-- PROBLEM STATEMENT --
Among the entries below, one stretch runs from the line that contains "Annotation guideline: for every instance of the carved" through the line that contains "Annotation guideline: for every instance of the monk". Repeat that stretch exactly, ends included, and only that.
=-=-=-=-=
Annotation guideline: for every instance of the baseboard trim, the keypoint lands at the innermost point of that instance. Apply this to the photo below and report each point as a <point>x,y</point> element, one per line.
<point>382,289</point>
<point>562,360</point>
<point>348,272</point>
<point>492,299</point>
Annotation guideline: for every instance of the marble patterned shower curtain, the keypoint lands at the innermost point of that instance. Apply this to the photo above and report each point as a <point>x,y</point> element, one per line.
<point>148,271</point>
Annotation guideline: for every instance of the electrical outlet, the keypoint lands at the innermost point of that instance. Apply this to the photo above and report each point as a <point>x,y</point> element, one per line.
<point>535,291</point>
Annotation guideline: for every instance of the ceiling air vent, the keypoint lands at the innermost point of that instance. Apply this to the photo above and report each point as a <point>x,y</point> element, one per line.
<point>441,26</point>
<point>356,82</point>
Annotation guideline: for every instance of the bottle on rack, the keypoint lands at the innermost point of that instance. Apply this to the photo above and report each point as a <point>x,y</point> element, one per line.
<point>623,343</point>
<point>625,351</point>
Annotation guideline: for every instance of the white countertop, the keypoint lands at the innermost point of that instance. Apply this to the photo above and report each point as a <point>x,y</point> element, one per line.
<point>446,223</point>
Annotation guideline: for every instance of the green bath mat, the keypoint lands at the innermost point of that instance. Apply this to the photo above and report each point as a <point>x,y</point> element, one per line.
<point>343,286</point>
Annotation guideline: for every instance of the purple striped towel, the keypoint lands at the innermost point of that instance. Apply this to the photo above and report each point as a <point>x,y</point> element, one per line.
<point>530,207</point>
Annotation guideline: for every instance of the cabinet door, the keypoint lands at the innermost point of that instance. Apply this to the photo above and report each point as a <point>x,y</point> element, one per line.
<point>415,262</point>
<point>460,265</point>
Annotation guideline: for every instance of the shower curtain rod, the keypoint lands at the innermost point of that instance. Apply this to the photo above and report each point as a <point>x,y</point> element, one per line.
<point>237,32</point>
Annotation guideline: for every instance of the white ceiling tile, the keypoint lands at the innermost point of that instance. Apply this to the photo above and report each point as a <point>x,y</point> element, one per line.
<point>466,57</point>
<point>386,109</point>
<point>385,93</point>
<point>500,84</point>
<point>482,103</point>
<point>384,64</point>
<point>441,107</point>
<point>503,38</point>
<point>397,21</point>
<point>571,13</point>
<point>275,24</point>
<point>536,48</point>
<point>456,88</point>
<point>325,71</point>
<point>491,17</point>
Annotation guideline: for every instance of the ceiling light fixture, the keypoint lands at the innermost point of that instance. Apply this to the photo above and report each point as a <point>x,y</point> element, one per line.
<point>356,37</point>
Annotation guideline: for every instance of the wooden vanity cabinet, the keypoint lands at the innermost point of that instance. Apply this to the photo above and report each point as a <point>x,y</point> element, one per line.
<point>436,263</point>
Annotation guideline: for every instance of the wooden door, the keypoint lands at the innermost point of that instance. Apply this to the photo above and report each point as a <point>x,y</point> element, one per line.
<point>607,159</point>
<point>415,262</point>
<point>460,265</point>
=-=-=-=-=
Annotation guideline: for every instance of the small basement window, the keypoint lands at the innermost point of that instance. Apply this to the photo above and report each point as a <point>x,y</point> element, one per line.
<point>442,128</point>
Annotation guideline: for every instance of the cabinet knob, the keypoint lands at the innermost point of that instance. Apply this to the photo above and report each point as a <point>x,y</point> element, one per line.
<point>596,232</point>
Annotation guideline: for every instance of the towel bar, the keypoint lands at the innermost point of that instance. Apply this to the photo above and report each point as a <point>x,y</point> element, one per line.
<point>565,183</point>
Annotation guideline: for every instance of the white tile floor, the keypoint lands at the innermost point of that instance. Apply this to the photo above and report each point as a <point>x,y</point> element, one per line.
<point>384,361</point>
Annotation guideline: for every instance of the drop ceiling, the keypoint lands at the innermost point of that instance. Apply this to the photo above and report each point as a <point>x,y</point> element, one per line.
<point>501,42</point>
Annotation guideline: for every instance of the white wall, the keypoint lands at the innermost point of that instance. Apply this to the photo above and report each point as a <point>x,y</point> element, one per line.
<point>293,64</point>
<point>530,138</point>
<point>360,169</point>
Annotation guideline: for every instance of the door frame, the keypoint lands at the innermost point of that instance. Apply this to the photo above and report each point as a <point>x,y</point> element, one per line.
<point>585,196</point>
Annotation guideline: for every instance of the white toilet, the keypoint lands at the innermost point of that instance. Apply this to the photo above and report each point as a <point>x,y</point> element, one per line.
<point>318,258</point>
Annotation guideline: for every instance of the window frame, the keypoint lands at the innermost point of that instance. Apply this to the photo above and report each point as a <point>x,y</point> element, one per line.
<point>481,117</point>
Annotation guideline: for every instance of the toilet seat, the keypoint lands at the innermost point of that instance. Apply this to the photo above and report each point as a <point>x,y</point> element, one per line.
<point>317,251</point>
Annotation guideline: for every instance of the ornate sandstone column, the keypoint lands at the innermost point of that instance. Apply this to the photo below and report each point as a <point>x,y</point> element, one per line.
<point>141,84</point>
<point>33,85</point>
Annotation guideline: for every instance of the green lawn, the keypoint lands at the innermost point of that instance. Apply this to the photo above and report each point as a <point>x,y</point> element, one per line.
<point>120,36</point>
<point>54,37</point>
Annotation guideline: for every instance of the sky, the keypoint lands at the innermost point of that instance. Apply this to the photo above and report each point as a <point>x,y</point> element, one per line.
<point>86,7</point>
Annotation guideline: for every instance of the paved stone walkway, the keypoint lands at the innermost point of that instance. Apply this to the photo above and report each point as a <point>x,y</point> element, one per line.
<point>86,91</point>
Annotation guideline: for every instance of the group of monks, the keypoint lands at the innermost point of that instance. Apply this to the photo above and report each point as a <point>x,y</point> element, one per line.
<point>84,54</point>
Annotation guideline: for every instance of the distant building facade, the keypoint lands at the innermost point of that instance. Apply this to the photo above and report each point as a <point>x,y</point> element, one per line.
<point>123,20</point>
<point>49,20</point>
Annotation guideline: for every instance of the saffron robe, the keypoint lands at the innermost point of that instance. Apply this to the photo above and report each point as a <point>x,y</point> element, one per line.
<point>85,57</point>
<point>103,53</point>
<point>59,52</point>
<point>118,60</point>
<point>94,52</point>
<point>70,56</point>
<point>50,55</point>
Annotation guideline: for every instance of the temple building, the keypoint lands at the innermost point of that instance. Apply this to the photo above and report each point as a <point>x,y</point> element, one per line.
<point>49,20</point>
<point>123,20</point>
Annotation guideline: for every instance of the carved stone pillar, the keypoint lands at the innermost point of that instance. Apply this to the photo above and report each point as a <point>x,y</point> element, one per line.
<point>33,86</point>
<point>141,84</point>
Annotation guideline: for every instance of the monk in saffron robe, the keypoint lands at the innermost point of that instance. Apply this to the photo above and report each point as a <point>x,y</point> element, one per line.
=-=-=-=-=
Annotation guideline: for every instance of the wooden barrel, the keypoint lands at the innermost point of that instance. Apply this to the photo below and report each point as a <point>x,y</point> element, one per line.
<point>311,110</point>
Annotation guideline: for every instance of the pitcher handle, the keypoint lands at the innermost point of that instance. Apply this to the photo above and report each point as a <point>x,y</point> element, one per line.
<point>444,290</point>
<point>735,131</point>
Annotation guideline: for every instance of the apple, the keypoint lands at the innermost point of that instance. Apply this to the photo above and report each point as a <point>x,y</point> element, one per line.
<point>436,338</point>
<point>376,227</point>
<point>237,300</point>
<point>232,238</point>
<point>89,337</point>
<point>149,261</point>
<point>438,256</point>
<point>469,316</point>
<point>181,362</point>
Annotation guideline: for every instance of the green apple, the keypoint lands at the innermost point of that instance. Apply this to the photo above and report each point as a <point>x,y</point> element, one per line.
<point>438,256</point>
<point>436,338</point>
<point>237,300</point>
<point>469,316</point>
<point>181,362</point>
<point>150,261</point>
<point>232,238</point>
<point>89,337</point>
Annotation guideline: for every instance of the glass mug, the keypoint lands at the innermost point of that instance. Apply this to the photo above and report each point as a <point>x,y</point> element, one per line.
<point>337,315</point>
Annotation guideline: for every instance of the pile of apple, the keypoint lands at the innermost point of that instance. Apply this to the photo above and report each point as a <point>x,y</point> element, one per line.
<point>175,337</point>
=-=-=-=-=
-- RESULT OF THE TASK --
Annotation guideline: for every instance of the carved stone pillar, the keypoint lands at the innermost point of that instance. Apply this to the photo above and report each point as a <point>x,y</point> element, one per line.
<point>33,86</point>
<point>141,84</point>
Annotation guideline: for every instance of the monk in saffron robe, the keypoint lands at the innermost point of that instance. Apply this to the photo above and report each point as a <point>x,y</point> element, one per line.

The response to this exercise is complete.